[THE TASK] Write out all these rows again, requests included, but subtract 26 from each coordinate in the answers. Leave the pictures out.

[TASK INPUT]
-*-

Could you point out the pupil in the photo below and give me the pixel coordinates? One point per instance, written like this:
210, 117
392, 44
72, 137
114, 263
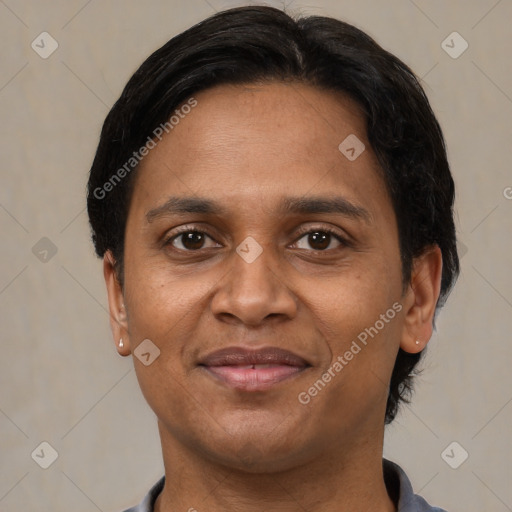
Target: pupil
319, 238
193, 240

-*-

[CORRECT RESULT]
Could you point out the pupil in the photo below and give me the pixel coordinates? One point per instance, written like this:
210, 117
392, 44
72, 137
114, 263
Target: pupil
293, 212
167, 214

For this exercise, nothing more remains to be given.